▶ **CONSEGNA A**
Ricopia senza modifiche la parte del brano sull'orbita mediterranea dell'impero tedesco che va da "a cura di Stefano" fino a "SRG, III, 12." compreso.

▶ **BRANO DEL DOCUMENTO**
+---+
Antologia delle fonti altomedievali

a cura di Stefano Gasparri
e Fiorella Simoni
con la collaborazione di Luigi Andrea Berto

© 2000 – Stefano Gasparri per “Reti Medievali”


XIII
Il regno imperiale tedesco

7. L’orbita mediterranea
(A) Widukindo di Korvey, Gesta dei Sassoni, SRG, III, 71-73.
(B) Tietmaro di Merseburgo, Cronaca, SRG, III, 12.

La conquista del regno italico e la successiva coronazione imperiale portarono inevitabilmente Ottone I in progressivo contrasto con l’impero romano di Costantinopoli, che rivendicava per sé la unicità del titolo imperiale e non voleva perdere il controllo su quel mezzogiorno d’Italia dove Ottone I aspirava ad estendere la propria influenza. In particolare negli anni 967-969 riportiamo il racconto del più volte citato Widukindo il contrasto tra le due potenze sfociò in scontri armati, anche se alle vicende belliche si intrecciavano le trattative per un matrimonio tra il figlio di Ottone ed una principessa bizantina. La crisi connessa alla espansione ottoniana nel mezzogiorno fu comunque passeggera e si risolse quando all’intransigente Niceforo Foca successe (969) il più accomodante Giovanni Zimisce. Le nozze con una principessa bizantina allora finalmente realizzate attrassero ulteriormente il figlio e successore di Ottone I, Ottone II, verso una dimensione mediterranea, ma con esito infelice. L’intervento nel sud d’Italia, attuato contro gli arabi al duplice scopo, di far cessare le scorrerie saracene e di sottrarre il mezzogiorno ai bizantini, si risolse infatti nella sconfitta subita nel 982 da Ottone a Capo Colonne in Calabria riportiamo qui la versione romanzata dell’episodio fornitaci dal già citato Tietmaro di Merseburgo (B). L’anno seguente la prematura morte di Ottone II che meditava una rivincita contro i Saraceni apriva nell’impero una crisi profonda: l’orbita mediterranea rimaneva in tal modo preclusa alle prospettive imperiali fino all’età del Barbarossa.
+---+
▶ **DATI FORNITI**

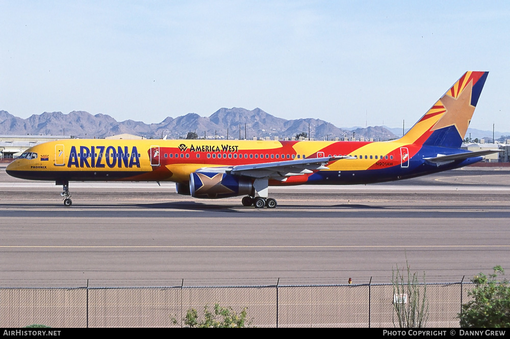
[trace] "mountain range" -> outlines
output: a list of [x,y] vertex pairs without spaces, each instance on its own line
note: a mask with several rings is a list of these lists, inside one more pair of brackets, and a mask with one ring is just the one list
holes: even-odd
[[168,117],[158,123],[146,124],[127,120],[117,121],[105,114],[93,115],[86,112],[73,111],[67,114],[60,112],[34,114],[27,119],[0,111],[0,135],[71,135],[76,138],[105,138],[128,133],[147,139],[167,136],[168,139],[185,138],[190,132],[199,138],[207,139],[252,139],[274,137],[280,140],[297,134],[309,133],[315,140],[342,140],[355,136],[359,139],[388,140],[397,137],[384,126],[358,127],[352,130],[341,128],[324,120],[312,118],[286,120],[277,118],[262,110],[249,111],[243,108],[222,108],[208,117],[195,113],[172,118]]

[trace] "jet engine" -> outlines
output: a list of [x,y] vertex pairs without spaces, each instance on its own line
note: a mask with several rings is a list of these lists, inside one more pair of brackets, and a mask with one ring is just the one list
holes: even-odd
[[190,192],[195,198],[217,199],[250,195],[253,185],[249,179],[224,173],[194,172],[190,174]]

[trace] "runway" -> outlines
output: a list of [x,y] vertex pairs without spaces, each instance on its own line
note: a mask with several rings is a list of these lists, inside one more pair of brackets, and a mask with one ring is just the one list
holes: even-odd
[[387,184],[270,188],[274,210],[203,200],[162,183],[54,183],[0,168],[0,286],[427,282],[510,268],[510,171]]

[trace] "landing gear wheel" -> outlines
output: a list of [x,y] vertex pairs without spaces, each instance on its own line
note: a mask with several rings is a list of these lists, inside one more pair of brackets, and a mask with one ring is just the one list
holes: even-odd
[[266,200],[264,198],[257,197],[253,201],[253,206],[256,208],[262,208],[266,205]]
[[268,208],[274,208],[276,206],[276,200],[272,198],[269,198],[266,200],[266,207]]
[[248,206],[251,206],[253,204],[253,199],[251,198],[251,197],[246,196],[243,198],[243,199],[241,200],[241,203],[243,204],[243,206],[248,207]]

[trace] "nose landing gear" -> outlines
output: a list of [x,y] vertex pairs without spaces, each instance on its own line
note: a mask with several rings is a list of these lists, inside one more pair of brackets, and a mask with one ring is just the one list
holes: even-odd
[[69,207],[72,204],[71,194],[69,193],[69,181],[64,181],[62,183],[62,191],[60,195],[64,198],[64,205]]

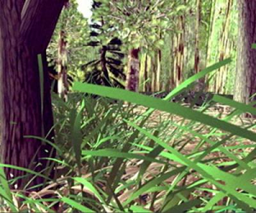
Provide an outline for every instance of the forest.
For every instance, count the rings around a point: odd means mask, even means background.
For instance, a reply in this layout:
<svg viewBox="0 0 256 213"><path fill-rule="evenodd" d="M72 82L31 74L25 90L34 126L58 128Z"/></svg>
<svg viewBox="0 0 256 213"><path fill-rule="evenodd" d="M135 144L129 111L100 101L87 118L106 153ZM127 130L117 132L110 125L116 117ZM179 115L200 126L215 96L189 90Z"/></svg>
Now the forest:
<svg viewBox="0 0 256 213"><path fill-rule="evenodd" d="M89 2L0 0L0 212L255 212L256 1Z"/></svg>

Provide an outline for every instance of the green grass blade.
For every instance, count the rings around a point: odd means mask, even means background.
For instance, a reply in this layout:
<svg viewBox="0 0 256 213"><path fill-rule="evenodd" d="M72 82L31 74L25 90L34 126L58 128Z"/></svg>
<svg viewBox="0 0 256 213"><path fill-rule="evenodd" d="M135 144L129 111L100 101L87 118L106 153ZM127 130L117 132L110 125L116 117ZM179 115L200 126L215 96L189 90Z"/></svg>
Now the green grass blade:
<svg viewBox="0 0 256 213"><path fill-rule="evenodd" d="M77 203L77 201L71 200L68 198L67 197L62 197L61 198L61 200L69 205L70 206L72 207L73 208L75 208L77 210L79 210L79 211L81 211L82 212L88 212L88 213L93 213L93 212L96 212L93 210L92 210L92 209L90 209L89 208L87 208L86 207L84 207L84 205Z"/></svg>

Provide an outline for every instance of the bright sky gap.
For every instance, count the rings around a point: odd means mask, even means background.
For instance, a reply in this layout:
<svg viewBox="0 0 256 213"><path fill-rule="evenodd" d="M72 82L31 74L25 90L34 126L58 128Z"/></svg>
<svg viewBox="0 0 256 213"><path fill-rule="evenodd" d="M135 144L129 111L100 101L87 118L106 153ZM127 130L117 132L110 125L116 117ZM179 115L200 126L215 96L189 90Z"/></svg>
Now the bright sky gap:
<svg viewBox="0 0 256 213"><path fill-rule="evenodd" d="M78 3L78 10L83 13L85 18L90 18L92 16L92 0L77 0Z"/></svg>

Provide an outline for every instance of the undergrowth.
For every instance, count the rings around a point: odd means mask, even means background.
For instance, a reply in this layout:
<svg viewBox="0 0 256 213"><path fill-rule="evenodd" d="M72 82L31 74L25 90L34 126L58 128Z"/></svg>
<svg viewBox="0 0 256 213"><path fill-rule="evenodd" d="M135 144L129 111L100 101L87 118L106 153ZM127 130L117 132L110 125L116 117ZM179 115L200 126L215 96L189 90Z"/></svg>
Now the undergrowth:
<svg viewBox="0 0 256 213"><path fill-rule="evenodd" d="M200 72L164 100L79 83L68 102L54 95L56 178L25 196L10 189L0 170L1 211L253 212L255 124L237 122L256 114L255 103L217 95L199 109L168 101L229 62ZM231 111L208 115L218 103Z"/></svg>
+---+
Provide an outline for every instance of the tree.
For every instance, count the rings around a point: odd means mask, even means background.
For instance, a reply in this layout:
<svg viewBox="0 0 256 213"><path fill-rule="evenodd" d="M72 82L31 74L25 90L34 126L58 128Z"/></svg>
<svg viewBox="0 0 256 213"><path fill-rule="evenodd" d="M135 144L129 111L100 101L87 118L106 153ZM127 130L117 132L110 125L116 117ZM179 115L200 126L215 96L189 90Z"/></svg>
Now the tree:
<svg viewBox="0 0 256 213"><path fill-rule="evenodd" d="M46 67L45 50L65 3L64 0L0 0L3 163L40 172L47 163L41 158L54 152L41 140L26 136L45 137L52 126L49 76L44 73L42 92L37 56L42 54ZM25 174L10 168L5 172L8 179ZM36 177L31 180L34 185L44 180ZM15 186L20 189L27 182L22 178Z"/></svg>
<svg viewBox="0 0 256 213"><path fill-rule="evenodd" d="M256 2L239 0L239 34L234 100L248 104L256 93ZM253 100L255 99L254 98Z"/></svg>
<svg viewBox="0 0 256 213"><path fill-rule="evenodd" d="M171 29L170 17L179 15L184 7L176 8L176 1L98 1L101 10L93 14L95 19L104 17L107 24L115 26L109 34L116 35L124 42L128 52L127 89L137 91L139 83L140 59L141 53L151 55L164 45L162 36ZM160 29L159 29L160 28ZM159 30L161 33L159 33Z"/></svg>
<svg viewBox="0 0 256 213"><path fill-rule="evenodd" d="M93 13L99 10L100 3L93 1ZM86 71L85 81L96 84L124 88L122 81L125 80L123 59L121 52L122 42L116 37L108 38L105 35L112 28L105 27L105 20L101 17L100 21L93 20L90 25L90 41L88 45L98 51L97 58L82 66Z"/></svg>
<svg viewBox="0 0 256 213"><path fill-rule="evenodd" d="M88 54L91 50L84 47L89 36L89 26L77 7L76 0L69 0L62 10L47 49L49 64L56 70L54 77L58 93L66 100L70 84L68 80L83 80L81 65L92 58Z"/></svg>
+---+
▶ **CONSEGNA B**
Indica quante righe dei record contengono la parola "green", tenendo conto di maiuscole e minuscole. Rispondi soltanto con il numero.

▶ **RISPOSTA ALL'ESERCIZIO A**
a cura di Stefano Gasparri
e Fiorella Simoni
con la collaborazione di Luigi Andrea Berto

© 2000 – Stefano Gasparri per “Reti Medievali”


XIII
Il regno imperiale tedesco

7. L’orbita mediterranea
(A) Widukindo di Korvey, Gesta dei Sassoni, SRG, III, 71-73.
(B) Tietmaro di Merseburgo, Cronaca, SRG, III, 12.

▶ **RISPOSTA ALL'ESERCIZIO B**
2